▶ _Çözülecek Görevler_
**a.** İstanbul seçimiyle ilgili metinde "Elbetteki, DEM seçmeninin" ile başlayıp "sahada güçlü profiller." ile biten kısmı, "sahada" yerine "seçimde" koyarak yeniden yaz.
**b.** İstanbul seçimiyle ilgili metni kaldığı yerden sürdür.

▶ _Seçilen Bölüm_
○ ○ ○ ○ ○ ○ ○
DEM Parti’nin oyu İstanbul'da yüzde 8 gibi gözüküyor ama bir de yüzde 5'e yakın TİP oyu var. Yani aslında CHP'ye oy vermekten ya da CHP'ye oy vermekten bir adım uzaklıkta olan sol ve Kürt seçmenin oy oranı yüzde 13 gibi hesaplanmalı. Bu yüzde 13’ün içerisinde Başak Demirtaş muhtemelen yüzde 10 oranında oy alacaktı. Meral Danış Beştaş ve Murat Çepni’nin ise bunun daha altında, HDP'nin yani yeni ismi ile DEM Parti’nin en kemik kitlesinden oy almasını bekliyorum. Bu da sanırım yüzde 5-6 aralığında olur.
“Murat Kurum’un işine yarayacak ama...”
Elbetteki, DEM seçmeninin kendi adayına oy vermesi iktidar partisinin Murat Kurum'un işine yarayacaktır. Fakat karşı tarafta da Ekrem İmamoğlu'ndan hiç oy alamayan ya da çok düşük oy alabilen ancak iktidar tarafından yüksek derecede oy alabilecek adaylar var. Yeniden Refah Partisi adayı da güçlü bir profil. O da AKP'den oy alabilecek. Bir de Zafer Partisi ve İYİ Parti adayları, ki bu iki parti de ülkücülerden kopmuş iki parti. Birisinin adayı Ülkü Ocakları’nın eski başkanı, İYİ Parti’nin de eski il başkanı. Ancak bunlar sahada güçlü profiller.
○ ○ ○ ○ ○ ○ ○
▶ _Veri Satırları_
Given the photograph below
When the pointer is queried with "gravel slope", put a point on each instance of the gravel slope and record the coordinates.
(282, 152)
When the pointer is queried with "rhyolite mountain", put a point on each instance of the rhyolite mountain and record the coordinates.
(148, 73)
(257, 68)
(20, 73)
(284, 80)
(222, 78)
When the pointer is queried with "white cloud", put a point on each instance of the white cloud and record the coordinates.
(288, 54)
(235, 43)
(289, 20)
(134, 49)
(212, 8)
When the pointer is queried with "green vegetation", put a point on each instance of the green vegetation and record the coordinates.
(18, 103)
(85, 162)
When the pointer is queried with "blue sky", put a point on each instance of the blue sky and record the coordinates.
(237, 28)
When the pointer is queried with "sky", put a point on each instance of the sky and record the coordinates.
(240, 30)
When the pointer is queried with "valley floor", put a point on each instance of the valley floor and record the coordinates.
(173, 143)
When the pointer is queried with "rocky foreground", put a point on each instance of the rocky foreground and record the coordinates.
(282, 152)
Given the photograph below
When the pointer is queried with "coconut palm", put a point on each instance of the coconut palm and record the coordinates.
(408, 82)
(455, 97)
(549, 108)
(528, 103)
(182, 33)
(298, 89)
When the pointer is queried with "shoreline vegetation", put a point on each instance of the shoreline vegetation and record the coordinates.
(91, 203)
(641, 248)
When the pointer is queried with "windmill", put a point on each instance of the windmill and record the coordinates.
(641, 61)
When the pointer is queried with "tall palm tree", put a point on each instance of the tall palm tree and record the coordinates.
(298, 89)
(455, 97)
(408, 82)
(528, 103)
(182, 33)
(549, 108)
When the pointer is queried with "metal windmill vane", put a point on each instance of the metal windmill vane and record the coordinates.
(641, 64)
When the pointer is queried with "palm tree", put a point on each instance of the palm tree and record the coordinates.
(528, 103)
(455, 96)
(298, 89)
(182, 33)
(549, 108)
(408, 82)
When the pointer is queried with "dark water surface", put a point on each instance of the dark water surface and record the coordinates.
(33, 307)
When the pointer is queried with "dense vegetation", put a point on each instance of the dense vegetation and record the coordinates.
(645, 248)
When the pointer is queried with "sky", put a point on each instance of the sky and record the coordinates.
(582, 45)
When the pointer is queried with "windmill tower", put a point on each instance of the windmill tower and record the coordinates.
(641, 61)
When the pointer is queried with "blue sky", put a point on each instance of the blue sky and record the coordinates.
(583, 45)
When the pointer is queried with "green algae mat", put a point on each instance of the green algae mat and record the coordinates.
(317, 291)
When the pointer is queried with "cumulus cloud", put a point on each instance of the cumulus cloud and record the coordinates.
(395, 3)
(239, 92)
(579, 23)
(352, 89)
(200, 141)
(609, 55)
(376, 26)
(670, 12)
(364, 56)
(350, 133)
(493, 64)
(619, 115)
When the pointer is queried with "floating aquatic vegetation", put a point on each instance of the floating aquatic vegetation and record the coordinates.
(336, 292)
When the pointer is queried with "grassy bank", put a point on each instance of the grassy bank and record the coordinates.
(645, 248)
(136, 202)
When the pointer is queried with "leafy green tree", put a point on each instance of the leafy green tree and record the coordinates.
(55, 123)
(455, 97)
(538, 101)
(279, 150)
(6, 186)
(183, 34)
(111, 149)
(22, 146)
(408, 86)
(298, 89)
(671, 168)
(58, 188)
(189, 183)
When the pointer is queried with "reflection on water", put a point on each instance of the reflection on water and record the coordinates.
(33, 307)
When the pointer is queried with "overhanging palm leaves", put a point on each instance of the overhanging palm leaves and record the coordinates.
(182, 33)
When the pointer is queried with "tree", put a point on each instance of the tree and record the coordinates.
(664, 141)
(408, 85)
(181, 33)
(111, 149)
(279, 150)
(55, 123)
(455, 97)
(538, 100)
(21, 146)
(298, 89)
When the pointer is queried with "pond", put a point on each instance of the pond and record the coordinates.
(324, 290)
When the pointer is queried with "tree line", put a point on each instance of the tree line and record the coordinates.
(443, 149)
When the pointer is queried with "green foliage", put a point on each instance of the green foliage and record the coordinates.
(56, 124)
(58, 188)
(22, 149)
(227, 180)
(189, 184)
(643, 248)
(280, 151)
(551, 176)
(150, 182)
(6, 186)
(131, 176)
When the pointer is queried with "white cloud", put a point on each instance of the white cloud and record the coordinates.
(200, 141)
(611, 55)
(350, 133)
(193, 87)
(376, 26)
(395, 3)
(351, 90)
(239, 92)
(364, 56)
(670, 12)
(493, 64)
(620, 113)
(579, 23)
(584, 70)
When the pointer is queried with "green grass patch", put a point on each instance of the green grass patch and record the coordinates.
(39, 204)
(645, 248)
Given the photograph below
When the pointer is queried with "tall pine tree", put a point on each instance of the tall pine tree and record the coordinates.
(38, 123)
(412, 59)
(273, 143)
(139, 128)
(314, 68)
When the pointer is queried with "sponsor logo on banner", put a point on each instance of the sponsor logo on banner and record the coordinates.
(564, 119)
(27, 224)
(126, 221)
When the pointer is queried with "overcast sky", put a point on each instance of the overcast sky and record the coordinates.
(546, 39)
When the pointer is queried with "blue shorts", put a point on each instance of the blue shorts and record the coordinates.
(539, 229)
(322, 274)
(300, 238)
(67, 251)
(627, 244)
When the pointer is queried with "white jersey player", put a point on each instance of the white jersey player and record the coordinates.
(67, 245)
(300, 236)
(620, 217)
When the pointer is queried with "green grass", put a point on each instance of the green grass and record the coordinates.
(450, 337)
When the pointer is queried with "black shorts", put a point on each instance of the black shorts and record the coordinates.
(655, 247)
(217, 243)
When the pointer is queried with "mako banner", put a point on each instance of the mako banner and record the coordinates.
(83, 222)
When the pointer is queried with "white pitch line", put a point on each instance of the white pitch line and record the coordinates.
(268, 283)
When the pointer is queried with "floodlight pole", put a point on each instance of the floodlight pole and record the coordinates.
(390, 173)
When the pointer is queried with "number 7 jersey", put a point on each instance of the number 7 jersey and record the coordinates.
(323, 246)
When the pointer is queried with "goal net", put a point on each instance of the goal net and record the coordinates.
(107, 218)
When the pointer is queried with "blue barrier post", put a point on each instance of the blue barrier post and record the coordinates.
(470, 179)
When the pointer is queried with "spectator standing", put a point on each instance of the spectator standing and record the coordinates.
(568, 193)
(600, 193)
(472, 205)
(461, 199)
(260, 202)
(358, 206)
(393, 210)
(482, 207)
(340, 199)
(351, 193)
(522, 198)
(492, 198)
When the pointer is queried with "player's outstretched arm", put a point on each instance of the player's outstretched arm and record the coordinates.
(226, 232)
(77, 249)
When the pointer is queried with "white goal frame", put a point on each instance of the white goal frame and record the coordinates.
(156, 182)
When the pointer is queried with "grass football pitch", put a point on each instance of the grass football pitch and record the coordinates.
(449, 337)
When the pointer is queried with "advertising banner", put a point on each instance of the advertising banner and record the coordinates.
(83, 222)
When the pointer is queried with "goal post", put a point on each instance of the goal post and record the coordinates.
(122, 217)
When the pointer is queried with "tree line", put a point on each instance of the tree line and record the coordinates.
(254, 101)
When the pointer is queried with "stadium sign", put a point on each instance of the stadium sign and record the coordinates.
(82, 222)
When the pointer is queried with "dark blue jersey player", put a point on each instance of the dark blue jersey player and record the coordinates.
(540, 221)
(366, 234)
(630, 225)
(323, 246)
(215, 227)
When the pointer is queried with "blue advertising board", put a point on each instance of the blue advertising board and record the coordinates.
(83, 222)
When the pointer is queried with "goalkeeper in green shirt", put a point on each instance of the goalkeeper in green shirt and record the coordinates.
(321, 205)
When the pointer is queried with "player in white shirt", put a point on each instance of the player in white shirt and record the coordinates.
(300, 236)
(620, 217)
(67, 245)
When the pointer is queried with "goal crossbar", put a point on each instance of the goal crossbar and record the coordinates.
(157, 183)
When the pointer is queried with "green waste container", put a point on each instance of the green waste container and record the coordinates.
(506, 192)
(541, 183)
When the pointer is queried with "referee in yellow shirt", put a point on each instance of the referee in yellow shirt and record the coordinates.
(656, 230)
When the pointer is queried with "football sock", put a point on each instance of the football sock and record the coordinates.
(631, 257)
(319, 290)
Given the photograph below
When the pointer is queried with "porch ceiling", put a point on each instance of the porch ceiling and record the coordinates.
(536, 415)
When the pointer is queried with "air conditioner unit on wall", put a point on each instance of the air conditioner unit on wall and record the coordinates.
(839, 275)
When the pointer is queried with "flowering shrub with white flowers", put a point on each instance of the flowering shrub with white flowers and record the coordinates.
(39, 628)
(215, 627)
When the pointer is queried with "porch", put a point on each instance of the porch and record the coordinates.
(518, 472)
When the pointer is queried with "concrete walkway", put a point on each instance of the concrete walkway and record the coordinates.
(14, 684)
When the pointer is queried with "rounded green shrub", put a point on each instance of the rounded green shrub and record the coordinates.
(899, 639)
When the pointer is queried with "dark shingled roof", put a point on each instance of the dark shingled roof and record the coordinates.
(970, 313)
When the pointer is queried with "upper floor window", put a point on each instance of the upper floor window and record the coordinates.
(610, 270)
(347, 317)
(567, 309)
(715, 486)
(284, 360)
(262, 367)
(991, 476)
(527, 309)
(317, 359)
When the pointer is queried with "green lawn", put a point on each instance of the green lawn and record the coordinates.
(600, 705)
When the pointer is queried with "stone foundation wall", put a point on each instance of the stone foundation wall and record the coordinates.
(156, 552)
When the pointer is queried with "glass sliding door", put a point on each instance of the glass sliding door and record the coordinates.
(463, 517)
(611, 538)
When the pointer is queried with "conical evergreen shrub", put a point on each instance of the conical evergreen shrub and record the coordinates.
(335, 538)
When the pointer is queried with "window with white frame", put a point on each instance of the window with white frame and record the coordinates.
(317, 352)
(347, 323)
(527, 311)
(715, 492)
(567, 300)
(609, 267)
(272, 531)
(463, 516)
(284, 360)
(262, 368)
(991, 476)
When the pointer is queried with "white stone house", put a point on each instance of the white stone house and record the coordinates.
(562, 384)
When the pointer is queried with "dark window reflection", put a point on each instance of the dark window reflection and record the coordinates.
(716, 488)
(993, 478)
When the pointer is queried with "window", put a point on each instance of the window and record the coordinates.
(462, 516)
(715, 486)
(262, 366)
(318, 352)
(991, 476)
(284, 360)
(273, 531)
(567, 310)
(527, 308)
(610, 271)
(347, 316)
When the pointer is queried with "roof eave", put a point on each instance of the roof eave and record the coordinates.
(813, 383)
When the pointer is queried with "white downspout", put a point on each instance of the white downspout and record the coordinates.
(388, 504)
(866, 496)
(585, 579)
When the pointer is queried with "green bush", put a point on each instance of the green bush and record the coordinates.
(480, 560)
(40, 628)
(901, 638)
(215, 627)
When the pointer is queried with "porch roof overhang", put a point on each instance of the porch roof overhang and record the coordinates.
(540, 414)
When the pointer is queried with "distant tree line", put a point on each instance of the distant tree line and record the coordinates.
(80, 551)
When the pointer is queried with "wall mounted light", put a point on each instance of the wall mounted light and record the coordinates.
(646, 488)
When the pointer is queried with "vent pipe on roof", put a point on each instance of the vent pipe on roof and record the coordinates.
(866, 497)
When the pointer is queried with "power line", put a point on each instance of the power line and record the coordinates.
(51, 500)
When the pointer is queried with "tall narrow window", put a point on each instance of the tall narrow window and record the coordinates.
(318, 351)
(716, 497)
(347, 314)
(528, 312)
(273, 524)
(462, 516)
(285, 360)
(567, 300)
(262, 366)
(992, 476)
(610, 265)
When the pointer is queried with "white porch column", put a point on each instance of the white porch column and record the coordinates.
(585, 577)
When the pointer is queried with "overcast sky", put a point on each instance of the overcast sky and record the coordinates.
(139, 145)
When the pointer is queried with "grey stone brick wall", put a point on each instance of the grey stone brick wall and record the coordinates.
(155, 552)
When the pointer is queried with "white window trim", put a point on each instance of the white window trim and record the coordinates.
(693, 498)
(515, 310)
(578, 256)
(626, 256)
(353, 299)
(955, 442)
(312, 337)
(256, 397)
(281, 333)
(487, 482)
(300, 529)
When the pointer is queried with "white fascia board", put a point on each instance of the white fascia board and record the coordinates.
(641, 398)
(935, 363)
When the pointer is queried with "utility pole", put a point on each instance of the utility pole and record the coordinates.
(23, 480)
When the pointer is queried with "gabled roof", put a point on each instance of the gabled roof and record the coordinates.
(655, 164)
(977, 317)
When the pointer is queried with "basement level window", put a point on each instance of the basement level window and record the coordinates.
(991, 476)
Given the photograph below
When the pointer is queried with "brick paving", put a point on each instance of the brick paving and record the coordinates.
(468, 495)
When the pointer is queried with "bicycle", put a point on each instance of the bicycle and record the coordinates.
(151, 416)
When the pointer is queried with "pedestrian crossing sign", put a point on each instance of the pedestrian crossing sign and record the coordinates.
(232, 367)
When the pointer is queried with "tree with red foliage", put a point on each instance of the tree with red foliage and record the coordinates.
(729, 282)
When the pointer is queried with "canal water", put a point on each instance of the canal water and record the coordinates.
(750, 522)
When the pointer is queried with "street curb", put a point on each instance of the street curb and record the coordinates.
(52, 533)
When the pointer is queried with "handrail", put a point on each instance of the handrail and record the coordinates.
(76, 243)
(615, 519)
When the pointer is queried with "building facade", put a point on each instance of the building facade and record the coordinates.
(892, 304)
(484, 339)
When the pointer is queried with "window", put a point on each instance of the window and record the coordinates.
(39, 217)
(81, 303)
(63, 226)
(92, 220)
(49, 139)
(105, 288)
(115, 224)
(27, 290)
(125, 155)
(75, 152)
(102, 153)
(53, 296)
○ ○ ○ ○ ○ ○ ○
▶ _Yanıtlar_
**a.**
Elbetteki, DEM seçmeninin kendi adayına oy vermesi iktidar partisinin Murat Kurum'un işine yarayacaktır. Fakat karşı tarafta da Ekrem İmamoğlu'ndan hiç oy alamayan ya da çok düşük oy alabilen ancak iktidar tarafından yüksek derecede oy alabilecek adaylar var. Yeniden Refah Partisi adayı da güçlü bir profil. O da AKP'den oy alabilecek. Bir de Zafer Partisi ve İYİ Parti adayları, ki bu iki parti de ülkücülerden kopmuş iki parti. Birisinin adayı Ülkü Ocakları’nın eski başkanı, İYİ Parti’nin de eski il başkanı. Ancak bunlar seçimde güçlü profiller.

**b.**
MHP'nin pusulada yer almamasından kaynaklı olarak, AKP'ye oy vermek istemeyen seçmenin bu adaylara yönelebileceğini tahmin ediyorum. Bu adayların da hükümetin adayına zarar verebileceğini düşünüyorum. İstanbul seçimleri hala ortada olmakla birlikte hala Ekrem İmamoğlu hala bir adım önde gibi görünüyor.”
Aktaş: Başak Demirtaş yüzde 8 alırdı
GENAR Araştırma Danışmanlık Eğitim Başkanı İhsan Aktaş da, “DEM’in İstanbul'daki oyları yüzde 8 ile yüzde 10 arası. Genel seçimlerde yüzde 8'di. Eğer Başak Demirtaş aday olsaydı ve Cumhuriyet Halk Partisi ile herhangi bir diyaloğa girmeselerdi yüzde 8 oy alırdı” dedi.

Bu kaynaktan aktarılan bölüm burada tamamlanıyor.